Problem A: According to the game review, what can you do to offset the technical difficulties that appear when your build number gets too high?
Problem B: Filter the entries below, keeping every line that contains the string "Need". Matching is case-sensitive.

Selected excerpt:
____
In the end, I let the elders take a walk. I safely met quota and wondered if I should have tried the kinder path, but the only effect was a title card of a child saying ‘Grandma said I won’t see them for a long time, who will read stories to me now?’. That got me. But only for a moment, then it was back to managing my energy resources and switching between pausing and fast-forwarding my icebreaking.

On the mechanical side of the game, it’s similarly frustrating. You should know that I haven’t got the patience for city-builders, but I don’t mind a game like Civilisation. The difference here is the micromanaging time. There’s no clear reason why the game couldn’t be set up by turns instead of realtime. Maybe others play it differently, but I play it with turns anyway, pausing to set up my actions then fast-forwarding until some complete, repeating ad nauseum. It all feels a bit fiddly, and it’s definitely wasting more time than it needs to.
All in all, it’s a let down, but not a failure. It’s gorgeously rendered, and a direct evolution from the first game, but it’s left some of the grit and grime behind. If you are the type to love a city-builder, then you’ll likely love it more than the first, just know that there are some technical difficulties when your build number gets too high (you can drop your graphics settings to offset this). But if you were hoping for some hard choices and tough scenarios, the first game (plus DLCs) is the better choice.
____
Entries from a collection
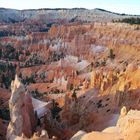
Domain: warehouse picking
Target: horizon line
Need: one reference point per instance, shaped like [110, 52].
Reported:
[58, 8]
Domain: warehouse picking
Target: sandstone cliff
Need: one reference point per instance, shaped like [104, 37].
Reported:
[21, 112]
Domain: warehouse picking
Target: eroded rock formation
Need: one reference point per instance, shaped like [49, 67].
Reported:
[21, 112]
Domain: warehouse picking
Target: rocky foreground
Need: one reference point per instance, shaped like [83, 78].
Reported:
[23, 124]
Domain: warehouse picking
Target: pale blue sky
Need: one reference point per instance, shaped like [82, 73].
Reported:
[120, 6]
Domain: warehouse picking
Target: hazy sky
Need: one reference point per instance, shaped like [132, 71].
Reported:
[120, 6]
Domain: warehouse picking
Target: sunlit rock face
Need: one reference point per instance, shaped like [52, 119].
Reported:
[21, 112]
[127, 128]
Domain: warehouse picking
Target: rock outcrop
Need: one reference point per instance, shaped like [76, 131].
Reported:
[21, 112]
[127, 128]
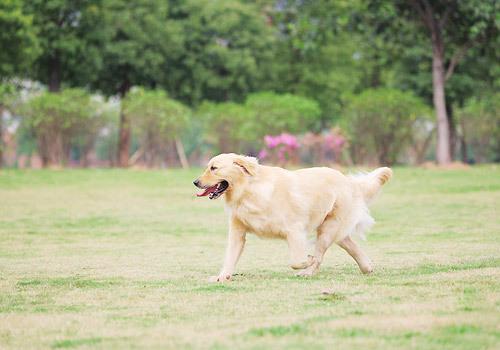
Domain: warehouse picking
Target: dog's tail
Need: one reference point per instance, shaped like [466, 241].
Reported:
[371, 183]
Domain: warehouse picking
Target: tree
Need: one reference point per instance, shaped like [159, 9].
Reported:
[17, 39]
[480, 127]
[380, 123]
[70, 34]
[223, 125]
[55, 119]
[277, 113]
[226, 50]
[139, 44]
[159, 122]
[453, 27]
[317, 52]
[19, 49]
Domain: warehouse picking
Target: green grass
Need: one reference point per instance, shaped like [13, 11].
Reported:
[120, 259]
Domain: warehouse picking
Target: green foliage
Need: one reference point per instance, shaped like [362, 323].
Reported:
____
Right answer A: Drop your graphics settings.

Right answer B:
Need: one reference point per instance, shaped like [110, 52].
Need: one reference point per instance, shaped like [104, 37].
Need: one reference point per instance, shaped like [49, 67].
Need: one reference point per instance, shaped like [83, 78].
Need: one reference point per instance, shaped like [82, 73].
Need: one reference point per instance, shaped like [132, 71].
Need: one reference point per instance, shaped like [52, 119].
Need: one reference point per instance, shaped like [76, 131].
Need: one reference point per instance, shaped like [466, 241].
Need: one reference point per instance, shaped like [159, 9].
Need: one reference point per instance, shaped like [13, 11].
Need: one reference point per instance, shaped like [362, 323].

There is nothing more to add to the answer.